→ Task objective: From the entries, return every line where the string "braided" shows up.

→ Given records:

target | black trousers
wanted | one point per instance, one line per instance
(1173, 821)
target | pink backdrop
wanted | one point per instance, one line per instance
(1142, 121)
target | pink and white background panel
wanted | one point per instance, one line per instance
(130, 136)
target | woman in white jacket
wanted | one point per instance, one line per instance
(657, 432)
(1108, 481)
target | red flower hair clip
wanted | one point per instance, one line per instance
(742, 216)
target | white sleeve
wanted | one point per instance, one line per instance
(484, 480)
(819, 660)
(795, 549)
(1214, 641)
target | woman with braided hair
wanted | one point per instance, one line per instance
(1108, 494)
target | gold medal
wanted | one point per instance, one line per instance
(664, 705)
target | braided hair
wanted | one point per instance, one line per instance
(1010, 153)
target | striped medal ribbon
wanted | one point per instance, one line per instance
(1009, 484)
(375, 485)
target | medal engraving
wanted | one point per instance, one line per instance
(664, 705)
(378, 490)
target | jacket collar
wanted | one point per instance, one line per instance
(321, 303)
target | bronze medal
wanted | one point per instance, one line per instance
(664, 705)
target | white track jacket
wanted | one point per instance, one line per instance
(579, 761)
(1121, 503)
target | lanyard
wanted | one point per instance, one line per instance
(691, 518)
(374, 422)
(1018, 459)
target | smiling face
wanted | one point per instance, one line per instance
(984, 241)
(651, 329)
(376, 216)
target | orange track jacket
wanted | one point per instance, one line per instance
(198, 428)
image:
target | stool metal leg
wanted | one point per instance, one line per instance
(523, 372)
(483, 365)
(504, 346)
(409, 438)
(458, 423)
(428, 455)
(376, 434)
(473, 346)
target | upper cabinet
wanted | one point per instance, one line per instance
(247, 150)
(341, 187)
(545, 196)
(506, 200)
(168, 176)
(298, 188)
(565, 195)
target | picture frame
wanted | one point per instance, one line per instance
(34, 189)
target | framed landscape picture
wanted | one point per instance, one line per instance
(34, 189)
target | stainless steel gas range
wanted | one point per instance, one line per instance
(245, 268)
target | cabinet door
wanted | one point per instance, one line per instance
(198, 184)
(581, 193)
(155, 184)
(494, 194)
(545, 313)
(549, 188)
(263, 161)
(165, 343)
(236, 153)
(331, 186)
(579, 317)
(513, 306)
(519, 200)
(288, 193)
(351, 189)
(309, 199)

→ Answer below:
target | woman with braided hair
target | braided hair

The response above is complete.